**TEXTE PRÉSENTÉ**
%%
Publié le 18 novembre 2013 par Savatier

« La Cuisine au temps de Gustave Courbet »Le XIXe siècle s’inscrit, dans l’histoire de la table, comme une étape charnière, qui vit naître le restaurant tel que nous le connaissons aujourd’hui. Cette nouvelle approche culinaire consacra pour longtemps Paris capitale de la gastronomie ; elle mettait en lumière une haute cuisine, sophistiquée, raffinée, complexe que l’on pourrait, in fine, qualifier de « parisienne ». Aucune place, en effet, n’était réservée dans les établissements les plus réputés, dont les chefs avaient, pour la plupart servi les élites de l’Ancien régime, à la cuisine régionale, jugée trop rustique - c’est à peine si Les Trois Frères Provençaux osaient encore afficher la bouillabaisse à leur carte sous le Second Empire...

Pour redécouvrir cette cuisine provinciale, populaire, attachée aux produits des terroirs et façonnée au rythme des saisons, il fallait, comme Alexandre Dumas en était coutumier, se rendre sur place et, le plus souvent, la déguster chez l’habitant. Dans cet esprit, La Cuisine au temps de Gustave Courbet (CPE Editions, 119 pages, 14,90 €) propose au lecteur d’aujourd’hui un intéressant panorama de ce que fut au XIXe siècle - et de ce qu’est toujours - la table franc-comtoise, à travers près de cent recettes gourmandes collationnées par Fanny Rose, faciles à réaliser, parfois curieuses ou inattendues (comme la tarte au vin), mais très représentatives de cette région au climat parfois rude, à la nature riche, fidèlement rendue dans ses toiles par Gustave Courbet.

Dans sa préface, en introduction à un texte de Charles Beauquier (1833-1916), l’éditeur précise, s’agissant de l’artiste : « On possède très peu, pour ne pas dire aucune, informations sur ses goûts culinaires, mais quelques séries de toiles font espérer que la convivialité d’un repas en famille ou entre amis ne lui était pas étrangère. » C’est évidemment un peu court... Car les témoignages abondent, chez les amis du maître-peintre d’Ornans, qui le représentent attablé, notamment dans des brasseries, dévorant avec un appétit d’ogre, buvant de grandes quantités de bière ou de vin, chantant joyeusement. Sa célèbre toile, Un Après-dîner à Ornans, qui lui valut une médaille au Salon de 1849, avec ses reliefs de repas abandonnés sur la nappe, en atteste tout autant, au même titre que Le Repas de chasse (1858) rappelle qu’il était grand amateur de gibiers.
%%
**DONNÉES DISPONIBLES**
%%
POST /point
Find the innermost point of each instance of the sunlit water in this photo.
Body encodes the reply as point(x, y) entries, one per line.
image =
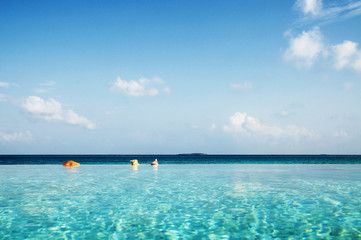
%%
**CONSIGNE**
Dressez la liste de toutes les années écrites en chiffres dans le texte sur la cuisine au temps de Gustave Courbet.

**RÉPONSE**
2013, 1833, 1916, 1849, 1858